Point annotations for photos:
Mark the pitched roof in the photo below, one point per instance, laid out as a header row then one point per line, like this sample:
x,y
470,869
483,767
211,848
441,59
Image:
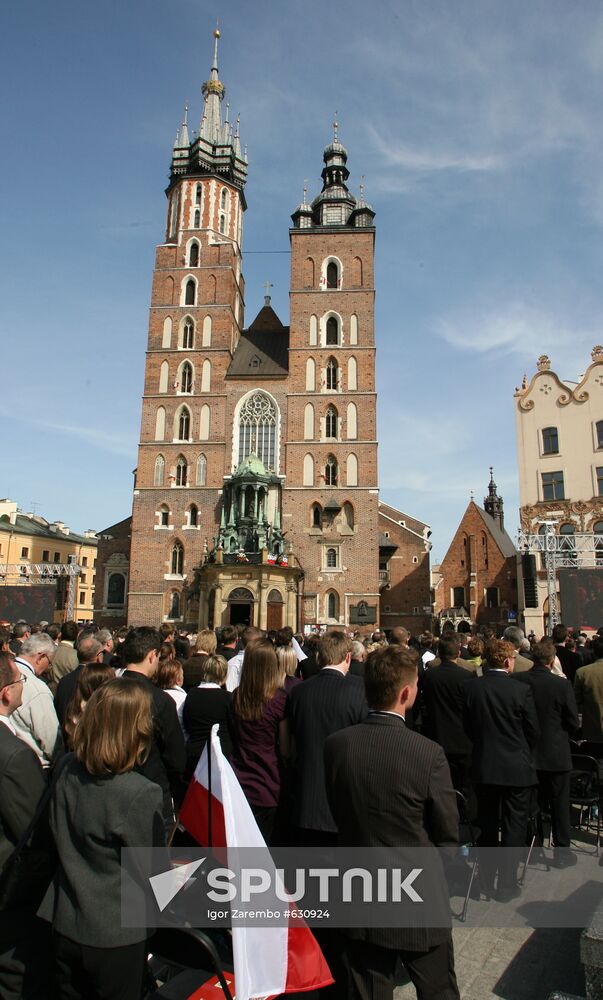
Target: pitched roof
x,y
263,349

## Brief
Write out the data above word for word, line by line, leaving out the pictures.

## Final result
Mark the pitched roof in the photo below, one point per instance, laid out as a header row then one point per line, like this sample:
x,y
470,869
483,767
211,848
441,59
Image:
Target: pitched roof
x,y
263,349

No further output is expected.